* _Exercise directions_
Please copy the material below verbatim, starting at the line that contains "phrase -- woman's eye" and continuing through the last line of the material.

++++ Material supplied

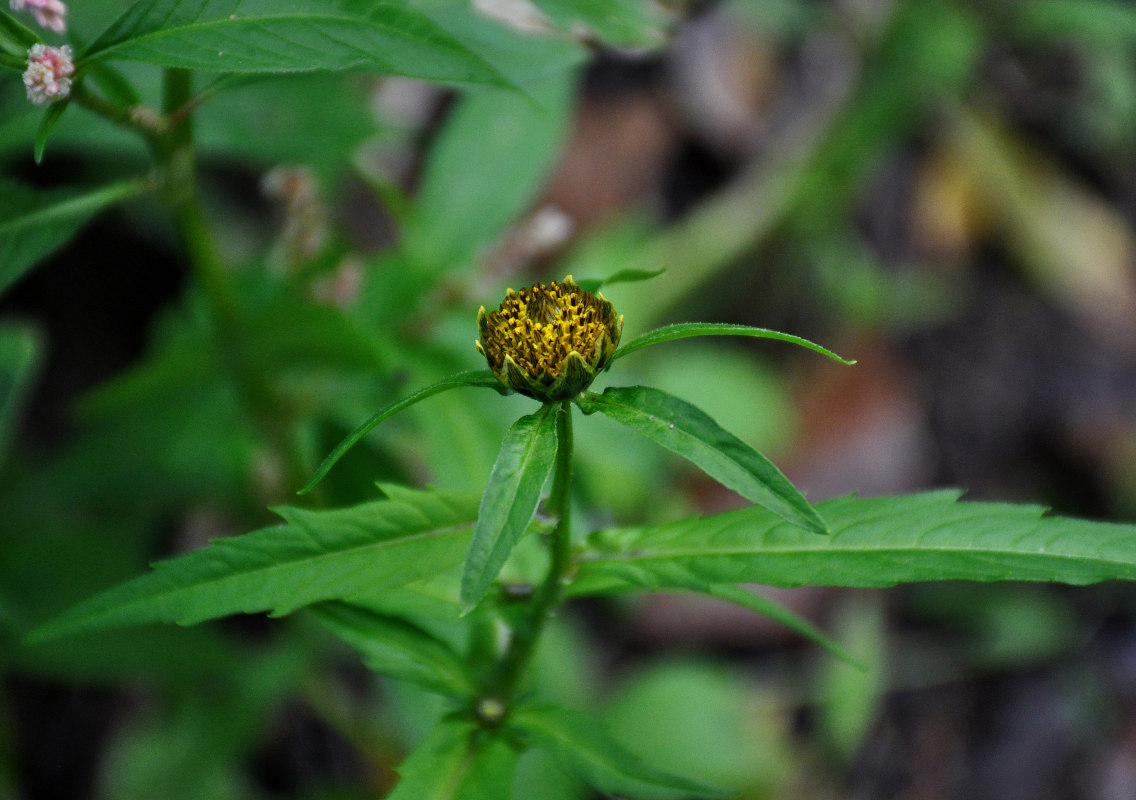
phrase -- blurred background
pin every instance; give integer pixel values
(944, 190)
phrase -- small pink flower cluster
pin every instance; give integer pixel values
(50, 14)
(48, 74)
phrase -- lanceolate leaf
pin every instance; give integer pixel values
(581, 742)
(669, 333)
(457, 761)
(481, 377)
(874, 542)
(19, 352)
(234, 36)
(34, 224)
(15, 38)
(621, 276)
(314, 556)
(679, 426)
(397, 648)
(510, 499)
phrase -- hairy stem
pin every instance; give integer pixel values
(548, 597)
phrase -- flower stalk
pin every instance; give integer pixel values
(506, 677)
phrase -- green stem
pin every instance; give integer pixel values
(177, 164)
(549, 596)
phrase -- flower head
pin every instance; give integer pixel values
(49, 14)
(550, 341)
(48, 74)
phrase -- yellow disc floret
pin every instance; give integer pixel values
(549, 341)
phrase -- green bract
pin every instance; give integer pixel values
(549, 342)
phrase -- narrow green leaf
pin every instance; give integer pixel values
(47, 125)
(729, 592)
(224, 35)
(19, 350)
(741, 596)
(874, 542)
(478, 377)
(486, 167)
(523, 57)
(620, 23)
(397, 648)
(311, 557)
(457, 761)
(685, 430)
(621, 276)
(581, 742)
(35, 223)
(16, 36)
(510, 499)
(669, 333)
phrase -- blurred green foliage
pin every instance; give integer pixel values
(195, 435)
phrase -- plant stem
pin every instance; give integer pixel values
(177, 163)
(546, 599)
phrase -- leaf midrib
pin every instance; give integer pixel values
(315, 18)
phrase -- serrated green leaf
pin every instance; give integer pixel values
(35, 223)
(874, 542)
(311, 557)
(685, 430)
(510, 499)
(397, 648)
(582, 743)
(457, 761)
(670, 333)
(621, 276)
(232, 36)
(481, 377)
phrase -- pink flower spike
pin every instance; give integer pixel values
(48, 74)
(49, 14)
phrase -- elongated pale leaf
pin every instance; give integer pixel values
(874, 542)
(35, 224)
(397, 648)
(481, 377)
(510, 499)
(670, 333)
(19, 351)
(683, 428)
(457, 761)
(314, 556)
(581, 743)
(621, 276)
(227, 35)
(741, 596)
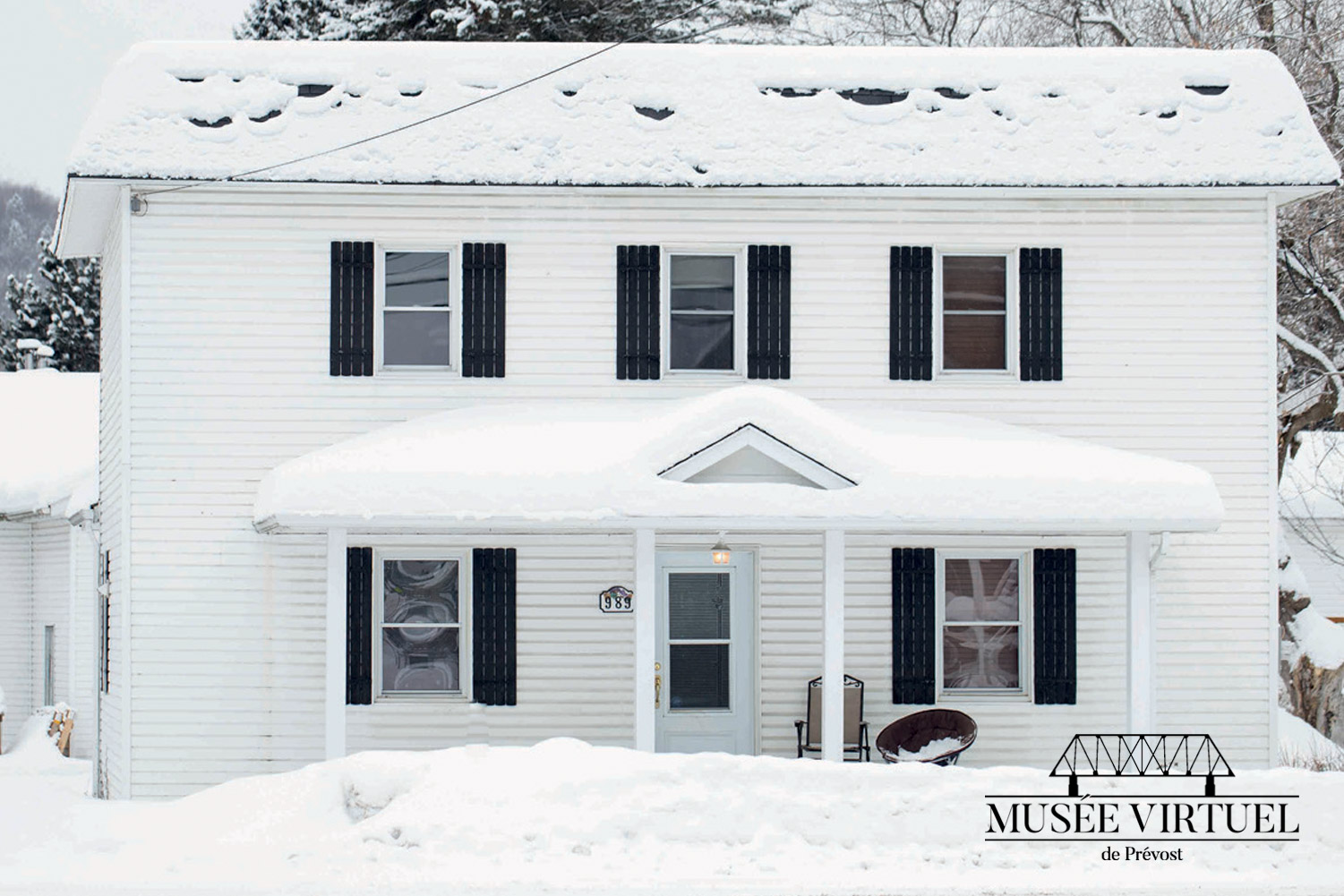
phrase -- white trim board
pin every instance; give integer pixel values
(749, 437)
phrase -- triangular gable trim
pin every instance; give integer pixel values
(754, 438)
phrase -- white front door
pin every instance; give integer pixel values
(706, 627)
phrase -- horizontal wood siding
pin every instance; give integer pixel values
(1166, 351)
(16, 660)
(112, 496)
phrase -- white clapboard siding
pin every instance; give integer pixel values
(113, 721)
(1167, 349)
(16, 660)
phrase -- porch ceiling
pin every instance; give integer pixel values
(595, 465)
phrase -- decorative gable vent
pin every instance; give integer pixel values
(748, 456)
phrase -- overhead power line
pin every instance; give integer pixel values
(440, 115)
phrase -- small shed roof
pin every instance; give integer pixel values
(601, 464)
(48, 449)
(665, 115)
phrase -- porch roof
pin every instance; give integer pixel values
(587, 464)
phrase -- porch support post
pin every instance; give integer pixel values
(832, 646)
(335, 692)
(1140, 629)
(646, 651)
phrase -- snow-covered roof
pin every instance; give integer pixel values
(48, 448)
(593, 463)
(705, 115)
(1312, 487)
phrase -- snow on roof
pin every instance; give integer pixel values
(706, 115)
(48, 449)
(598, 463)
(1312, 487)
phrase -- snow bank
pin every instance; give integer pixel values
(706, 115)
(1303, 746)
(48, 452)
(568, 817)
(600, 461)
(1312, 485)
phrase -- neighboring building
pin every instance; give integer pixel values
(48, 552)
(1311, 498)
(939, 344)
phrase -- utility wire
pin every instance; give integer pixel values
(437, 115)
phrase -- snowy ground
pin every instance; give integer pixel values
(573, 818)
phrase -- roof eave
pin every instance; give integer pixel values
(391, 525)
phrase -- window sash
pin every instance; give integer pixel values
(1021, 624)
(463, 625)
(1008, 313)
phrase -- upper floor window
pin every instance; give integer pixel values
(417, 309)
(974, 313)
(702, 313)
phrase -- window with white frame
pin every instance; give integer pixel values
(974, 313)
(702, 313)
(421, 627)
(417, 311)
(981, 619)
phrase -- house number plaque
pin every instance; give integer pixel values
(616, 600)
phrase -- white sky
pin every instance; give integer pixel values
(56, 56)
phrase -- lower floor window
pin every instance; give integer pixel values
(421, 627)
(981, 624)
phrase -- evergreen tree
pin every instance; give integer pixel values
(62, 311)
(542, 21)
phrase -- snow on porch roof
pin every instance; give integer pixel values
(48, 449)
(597, 464)
(706, 115)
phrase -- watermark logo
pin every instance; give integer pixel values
(1159, 821)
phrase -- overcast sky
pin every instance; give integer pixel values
(56, 56)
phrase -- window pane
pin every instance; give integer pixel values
(702, 282)
(420, 592)
(698, 676)
(973, 341)
(702, 343)
(420, 660)
(415, 338)
(974, 284)
(980, 657)
(698, 605)
(415, 278)
(980, 590)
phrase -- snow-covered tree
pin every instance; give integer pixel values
(504, 19)
(62, 311)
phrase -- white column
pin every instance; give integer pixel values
(646, 646)
(335, 740)
(832, 646)
(1140, 629)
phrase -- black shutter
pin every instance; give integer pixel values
(483, 309)
(493, 627)
(359, 627)
(638, 320)
(1040, 313)
(912, 625)
(767, 311)
(1056, 622)
(912, 313)
(353, 309)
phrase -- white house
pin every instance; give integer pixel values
(48, 554)
(963, 356)
(1312, 509)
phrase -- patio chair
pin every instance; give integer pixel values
(855, 729)
(912, 734)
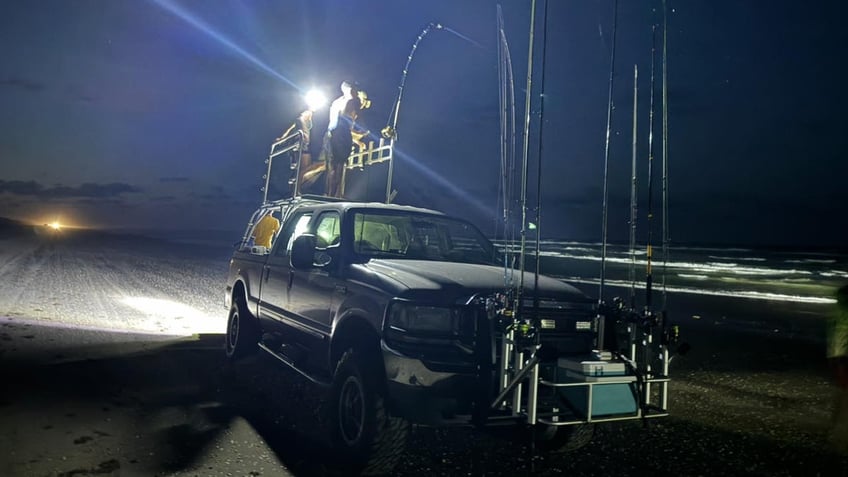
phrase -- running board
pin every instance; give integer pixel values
(285, 360)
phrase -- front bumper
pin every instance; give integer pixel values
(424, 392)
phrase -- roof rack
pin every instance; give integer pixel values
(292, 147)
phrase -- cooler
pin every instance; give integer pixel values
(612, 391)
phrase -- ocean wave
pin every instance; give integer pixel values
(749, 294)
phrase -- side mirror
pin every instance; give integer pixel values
(303, 252)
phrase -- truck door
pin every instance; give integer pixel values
(311, 291)
(274, 302)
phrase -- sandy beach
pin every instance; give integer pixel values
(100, 383)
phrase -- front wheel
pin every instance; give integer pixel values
(564, 439)
(242, 331)
(367, 437)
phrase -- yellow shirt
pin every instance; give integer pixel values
(265, 229)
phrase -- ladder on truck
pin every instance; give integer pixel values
(291, 149)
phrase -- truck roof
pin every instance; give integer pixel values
(344, 204)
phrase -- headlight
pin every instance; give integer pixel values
(421, 319)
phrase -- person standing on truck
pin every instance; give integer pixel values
(338, 140)
(837, 354)
(264, 231)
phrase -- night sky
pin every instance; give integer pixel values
(158, 114)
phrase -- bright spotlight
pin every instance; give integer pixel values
(315, 99)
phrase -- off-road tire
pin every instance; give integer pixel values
(563, 439)
(368, 440)
(242, 334)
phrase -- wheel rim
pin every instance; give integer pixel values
(351, 410)
(232, 332)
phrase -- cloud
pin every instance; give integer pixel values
(23, 84)
(87, 190)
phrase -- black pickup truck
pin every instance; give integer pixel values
(396, 310)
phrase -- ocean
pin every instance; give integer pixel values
(773, 275)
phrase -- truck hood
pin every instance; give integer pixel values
(451, 281)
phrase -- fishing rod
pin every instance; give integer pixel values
(539, 167)
(507, 143)
(524, 160)
(606, 157)
(390, 131)
(649, 252)
(665, 156)
(633, 182)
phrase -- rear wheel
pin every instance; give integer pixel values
(367, 437)
(242, 334)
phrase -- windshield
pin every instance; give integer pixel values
(406, 235)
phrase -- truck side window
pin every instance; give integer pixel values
(328, 231)
(293, 227)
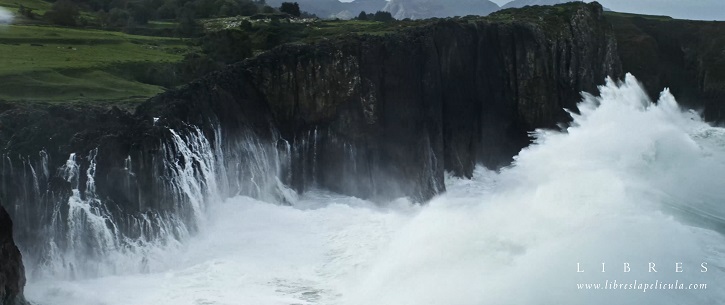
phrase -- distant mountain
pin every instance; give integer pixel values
(522, 3)
(335, 8)
(420, 9)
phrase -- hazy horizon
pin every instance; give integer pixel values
(696, 9)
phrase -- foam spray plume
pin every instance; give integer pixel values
(629, 181)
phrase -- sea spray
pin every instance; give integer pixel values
(628, 182)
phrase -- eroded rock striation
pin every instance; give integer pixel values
(374, 116)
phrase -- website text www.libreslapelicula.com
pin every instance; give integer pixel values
(643, 286)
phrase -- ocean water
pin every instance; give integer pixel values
(631, 187)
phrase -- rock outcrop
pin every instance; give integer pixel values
(683, 55)
(12, 273)
(374, 116)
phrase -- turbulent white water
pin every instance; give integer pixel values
(629, 182)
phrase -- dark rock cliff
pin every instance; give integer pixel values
(12, 273)
(364, 115)
(683, 55)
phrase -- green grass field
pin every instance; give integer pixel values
(49, 63)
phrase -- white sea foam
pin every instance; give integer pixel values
(629, 182)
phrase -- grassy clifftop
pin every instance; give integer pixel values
(683, 55)
(66, 64)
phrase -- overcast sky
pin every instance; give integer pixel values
(683, 9)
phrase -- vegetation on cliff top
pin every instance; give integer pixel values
(101, 62)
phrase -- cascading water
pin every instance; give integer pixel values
(630, 183)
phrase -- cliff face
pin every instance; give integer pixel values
(12, 273)
(370, 116)
(685, 56)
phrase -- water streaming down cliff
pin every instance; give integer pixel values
(81, 234)
(628, 181)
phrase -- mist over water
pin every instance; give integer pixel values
(630, 181)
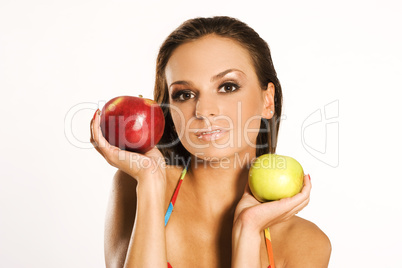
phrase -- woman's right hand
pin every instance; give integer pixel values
(138, 166)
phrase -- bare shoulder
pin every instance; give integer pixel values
(305, 243)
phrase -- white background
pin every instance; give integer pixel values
(60, 59)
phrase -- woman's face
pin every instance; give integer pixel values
(213, 87)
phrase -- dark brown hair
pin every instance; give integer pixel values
(227, 27)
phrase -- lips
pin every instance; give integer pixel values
(211, 130)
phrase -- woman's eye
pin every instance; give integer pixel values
(183, 95)
(228, 87)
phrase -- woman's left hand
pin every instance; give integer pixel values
(259, 216)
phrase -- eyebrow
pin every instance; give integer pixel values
(214, 78)
(222, 74)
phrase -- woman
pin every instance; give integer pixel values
(213, 74)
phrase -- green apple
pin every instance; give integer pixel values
(273, 177)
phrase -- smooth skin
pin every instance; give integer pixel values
(216, 221)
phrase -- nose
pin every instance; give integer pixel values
(206, 108)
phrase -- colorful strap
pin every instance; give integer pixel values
(170, 210)
(267, 234)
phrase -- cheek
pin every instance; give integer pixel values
(179, 117)
(250, 126)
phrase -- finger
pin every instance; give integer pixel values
(303, 197)
(97, 132)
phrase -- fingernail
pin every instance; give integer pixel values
(96, 112)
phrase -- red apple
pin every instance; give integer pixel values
(134, 124)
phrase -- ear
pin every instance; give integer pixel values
(269, 101)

++++++++

* _Full output_
phrase -- woman's eye
pin every instance; give integer pixel values
(183, 95)
(228, 87)
phrase -- woman's left hand
pin every instance; give integer pixel values
(259, 216)
phrase -- eyebrow
pin every instance; give integer pixel values
(214, 78)
(222, 74)
phrase -- woman
pin every instance; give integer pixel values
(213, 74)
phrase -- green apple
pin every instance; give integer pixel values
(273, 177)
phrase -- smooth skin
pin every instance; give integer pixel values
(216, 221)
phrase -- nose
pin every instance; give integer pixel values
(206, 108)
phrase -- colorful strap
pin every instance; give integer pixel values
(170, 210)
(267, 234)
phrase -- cheek
pin every instance; give integer pixel values
(179, 117)
(250, 126)
phrase -- finger
pin every instance; give integer pixel values
(303, 197)
(97, 132)
phrase -- fingernail
pin every instance; give integer pixel values
(96, 112)
phrase -- red apple
pin every instance; give integer pixel values
(134, 124)
phrase -- ear
pin every instance; give integer pixel values
(269, 101)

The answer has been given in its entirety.